With that said, it's important to understand when there may be something other than Drupal that you should be using for a particular functionality. Commenting is the best example of this.

Drupal has a comment module included in core that provides all of the standard features of commenting. You can restrict what content types allow commenting, control threading and anonymous commenting, and more. I don't think anyone would argue that the comment module is by any means useless or completely feature-lacking.

DisqusThat said, I think it can be done better. The main issue with using a Drupal's (or any other CMS's) comment implementation is that users either have to register to comment, or comment anonymously. Commenting anonymously has a bunch of issues associated with it, one of which is that users often forget that they commented and won't come back to continue a conversation.

Sites that don't allow anonymous commenting will force users to register with a local account. If I want to comment on a random article I found on the web, and I have to register to leave a comment, I'm out of there. Users don't want to register with yet another website, remember the password, and give out their email address. And that's how it should be, right? There are a ton of websites that offer logging in using your Twitter or Facebook account as an alternative to registering separately - because no one wants another account to remember.

This is especially true if the only benefit of registration is the ability to leave comments. I feel it's an older way of approaching SPAM control and perhaps gathering email addresses for marketing. Modern SPAM prevention software and algorithms have greatly reduced the need to force user registration, and most users probably won't opt-in to marketing during registration.

● **Record list**:
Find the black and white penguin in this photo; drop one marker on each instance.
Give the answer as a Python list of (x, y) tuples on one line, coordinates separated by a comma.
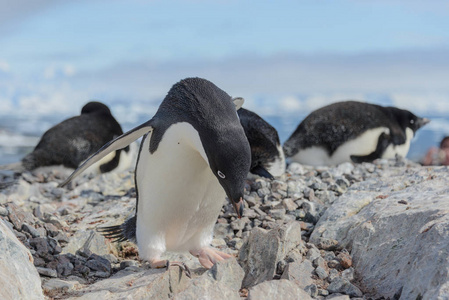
[(193, 154), (352, 131), (267, 157), (73, 140)]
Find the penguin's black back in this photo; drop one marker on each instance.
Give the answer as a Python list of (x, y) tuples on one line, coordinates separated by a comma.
[(206, 107), (334, 124), (74, 140), (262, 137)]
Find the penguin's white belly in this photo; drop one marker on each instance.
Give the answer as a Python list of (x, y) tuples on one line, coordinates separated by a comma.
[(363, 145), (401, 150), (179, 196)]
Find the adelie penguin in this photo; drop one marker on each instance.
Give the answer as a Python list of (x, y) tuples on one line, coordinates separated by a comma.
[(267, 157), (352, 131), (193, 154), (72, 141)]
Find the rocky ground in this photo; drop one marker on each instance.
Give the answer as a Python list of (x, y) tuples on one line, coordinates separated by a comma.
[(320, 233)]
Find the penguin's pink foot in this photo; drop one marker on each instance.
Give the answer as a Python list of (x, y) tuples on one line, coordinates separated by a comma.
[(162, 263), (209, 256)]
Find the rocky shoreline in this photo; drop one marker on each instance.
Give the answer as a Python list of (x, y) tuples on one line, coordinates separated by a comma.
[(311, 232)]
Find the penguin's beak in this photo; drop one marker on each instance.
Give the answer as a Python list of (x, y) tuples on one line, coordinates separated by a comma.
[(422, 122), (238, 206)]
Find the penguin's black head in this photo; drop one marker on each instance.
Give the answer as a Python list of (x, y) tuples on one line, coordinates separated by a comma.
[(407, 119), (230, 162), (95, 107)]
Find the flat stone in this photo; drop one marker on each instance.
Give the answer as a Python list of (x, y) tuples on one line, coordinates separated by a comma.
[(299, 272), (3, 211), (263, 249), (338, 296), (88, 240), (47, 272), (53, 287), (277, 289), (31, 230), (17, 216), (19, 280), (341, 285)]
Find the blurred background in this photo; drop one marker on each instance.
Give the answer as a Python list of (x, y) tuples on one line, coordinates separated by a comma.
[(286, 58)]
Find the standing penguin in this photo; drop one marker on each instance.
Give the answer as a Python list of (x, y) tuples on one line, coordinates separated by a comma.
[(352, 131), (72, 141), (267, 157), (193, 154)]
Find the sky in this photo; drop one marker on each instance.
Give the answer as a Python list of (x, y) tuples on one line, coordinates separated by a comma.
[(283, 57)]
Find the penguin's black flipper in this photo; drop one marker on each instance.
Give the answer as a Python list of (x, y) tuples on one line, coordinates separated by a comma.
[(382, 143), (262, 172), (120, 233), (114, 145)]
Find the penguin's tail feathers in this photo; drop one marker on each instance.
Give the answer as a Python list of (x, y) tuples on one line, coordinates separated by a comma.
[(120, 233), (15, 167)]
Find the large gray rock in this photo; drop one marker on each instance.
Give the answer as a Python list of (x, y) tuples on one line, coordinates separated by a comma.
[(299, 272), (18, 276), (277, 289), (263, 249), (397, 228), (222, 281)]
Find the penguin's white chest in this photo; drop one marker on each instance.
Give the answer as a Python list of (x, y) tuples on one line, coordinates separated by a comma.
[(179, 198)]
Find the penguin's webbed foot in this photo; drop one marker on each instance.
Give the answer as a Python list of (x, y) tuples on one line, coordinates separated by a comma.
[(209, 256), (158, 264)]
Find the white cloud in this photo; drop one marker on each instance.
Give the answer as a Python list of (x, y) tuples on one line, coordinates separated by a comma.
[(424, 103), (54, 72), (4, 66)]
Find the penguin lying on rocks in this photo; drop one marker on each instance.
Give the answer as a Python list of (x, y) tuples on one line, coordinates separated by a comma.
[(267, 157), (72, 141), (193, 154), (352, 131)]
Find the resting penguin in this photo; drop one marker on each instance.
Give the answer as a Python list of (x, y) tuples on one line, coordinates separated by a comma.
[(193, 154), (72, 141), (267, 157), (352, 131)]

● **Short task 1**: According to the Drupal commenting text, what is one issue with anonymous commenting?
● **Short task 2**: Echo the stretch of the Drupal commenting text from "With that said, it's" through "example of this.".
● **Short task 3**: List the things the Drupal commenting text says users don't want to do when asked to register.
The material above comes from a different source than the text about Drupal commenting.

● **Correct response 1**: Users often forget that they commented and won't come back to continue a conversation.

● **Correct response 2**:
With that said, it's important to understand when there may be something other than Drupal that you should be using for a particular functionality. Commenting is the best example of this.

● **Correct response 3**: Register with yet another website, remember the password, and give out their email address.